## Task to carry out
Please rewrite the data starting with the line containing "Reviewer note: make sure each instance of the wicker" and going on through the end of the data, changing "Reviewer note" to "Annotator note" and leaving everything else unchanged.

## Given data
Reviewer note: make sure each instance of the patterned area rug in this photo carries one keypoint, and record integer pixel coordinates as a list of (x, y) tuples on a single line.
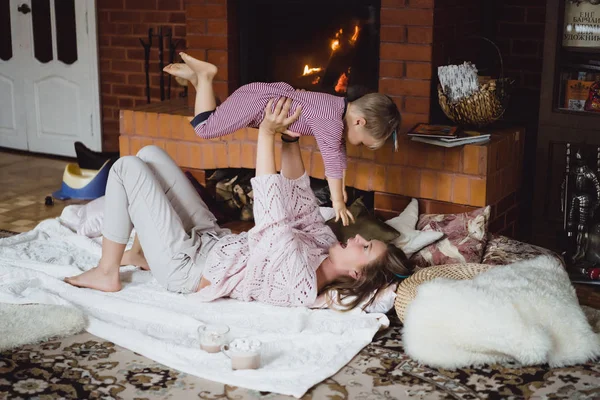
[(86, 367)]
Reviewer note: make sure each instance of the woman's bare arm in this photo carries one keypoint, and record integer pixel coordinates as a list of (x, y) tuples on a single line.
[(292, 166), (275, 121)]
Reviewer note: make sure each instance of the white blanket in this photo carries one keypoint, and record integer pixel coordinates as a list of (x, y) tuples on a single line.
[(526, 312), (301, 347)]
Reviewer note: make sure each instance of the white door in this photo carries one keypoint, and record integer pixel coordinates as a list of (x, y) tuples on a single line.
[(54, 71)]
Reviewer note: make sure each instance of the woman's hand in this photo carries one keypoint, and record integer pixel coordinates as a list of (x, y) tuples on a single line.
[(277, 121)]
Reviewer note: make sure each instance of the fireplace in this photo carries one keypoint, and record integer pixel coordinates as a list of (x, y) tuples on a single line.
[(329, 46)]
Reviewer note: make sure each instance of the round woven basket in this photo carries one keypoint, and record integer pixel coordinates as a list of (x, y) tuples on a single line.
[(482, 107), (407, 289)]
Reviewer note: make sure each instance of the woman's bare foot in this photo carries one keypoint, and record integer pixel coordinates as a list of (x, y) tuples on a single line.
[(136, 258), (202, 69), (181, 70), (97, 278)]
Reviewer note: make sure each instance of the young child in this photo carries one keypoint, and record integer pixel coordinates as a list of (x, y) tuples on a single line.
[(368, 121)]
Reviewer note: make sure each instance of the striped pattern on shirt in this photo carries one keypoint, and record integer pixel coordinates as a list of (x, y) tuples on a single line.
[(322, 117)]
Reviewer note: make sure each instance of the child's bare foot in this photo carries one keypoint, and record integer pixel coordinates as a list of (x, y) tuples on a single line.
[(135, 258), (99, 279), (201, 68), (181, 70)]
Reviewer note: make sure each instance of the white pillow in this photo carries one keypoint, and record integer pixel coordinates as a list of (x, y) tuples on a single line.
[(410, 239)]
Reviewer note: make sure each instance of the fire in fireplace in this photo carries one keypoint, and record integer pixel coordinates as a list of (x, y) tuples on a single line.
[(330, 46)]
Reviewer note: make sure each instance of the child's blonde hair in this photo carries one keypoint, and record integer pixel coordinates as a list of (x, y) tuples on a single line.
[(381, 115)]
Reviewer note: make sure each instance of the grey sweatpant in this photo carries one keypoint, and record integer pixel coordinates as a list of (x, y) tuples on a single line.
[(174, 226)]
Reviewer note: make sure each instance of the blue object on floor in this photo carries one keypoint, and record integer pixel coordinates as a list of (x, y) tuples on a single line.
[(83, 184)]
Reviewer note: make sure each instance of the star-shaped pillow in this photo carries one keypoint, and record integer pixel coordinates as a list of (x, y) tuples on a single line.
[(411, 240)]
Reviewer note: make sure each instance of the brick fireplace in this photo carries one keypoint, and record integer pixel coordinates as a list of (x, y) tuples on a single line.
[(447, 180)]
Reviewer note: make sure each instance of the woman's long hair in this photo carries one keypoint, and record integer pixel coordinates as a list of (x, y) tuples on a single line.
[(375, 277)]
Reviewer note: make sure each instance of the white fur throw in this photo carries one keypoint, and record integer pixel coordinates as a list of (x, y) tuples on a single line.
[(525, 312)]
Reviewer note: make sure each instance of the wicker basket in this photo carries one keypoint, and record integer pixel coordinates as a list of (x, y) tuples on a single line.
[(407, 290), (482, 107)]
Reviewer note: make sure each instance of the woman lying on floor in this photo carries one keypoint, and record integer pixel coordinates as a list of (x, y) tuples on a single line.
[(287, 259)]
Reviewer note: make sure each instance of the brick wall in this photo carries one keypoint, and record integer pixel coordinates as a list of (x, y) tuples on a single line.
[(211, 36), (405, 57), (121, 23)]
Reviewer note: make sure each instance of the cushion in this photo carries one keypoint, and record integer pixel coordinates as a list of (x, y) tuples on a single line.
[(464, 242), (411, 240), (407, 289), (366, 225)]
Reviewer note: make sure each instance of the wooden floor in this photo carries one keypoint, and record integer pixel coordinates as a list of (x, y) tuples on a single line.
[(25, 181)]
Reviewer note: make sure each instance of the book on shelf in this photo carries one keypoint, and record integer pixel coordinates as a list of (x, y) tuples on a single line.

## Expected answer
Annotator note: make sure each instance of the wicker basket in this photo carries one keypoint, and record integer pixel coordinates as a list of (x, y) tuples on a single line.
[(407, 290), (482, 107)]
Annotator note: make sure each instance of the woman lying on floor in this photo carries one keypoint, and record integer pixel coordinates as a list of (x, y) tuples on a single line.
[(287, 259)]
Annotator note: make sure each instance of the brick wall in this photo carries one keypoint, and record integer pixel coordinates as a list of (x, y) tuples on a single line.
[(211, 36), (405, 57), (121, 23)]
Annotator note: make sure each instance of the cushion in this photo carries one keypoint, and record integer pixel coordinates as a list of (x, y) tuples on a single line.
[(464, 242), (411, 240), (407, 289), (366, 225)]
Annotator note: make sure each instance of the wooden floor in this photo carries one keypoint, and record integer pixel coordinates as a list of (x, y) tuples on a single line.
[(25, 181)]
Annotator note: make sure each instance of the book on shelf in this photo carries one keypoint, and record integer pixel coordinates as a list of (x, y) tuples on a single line.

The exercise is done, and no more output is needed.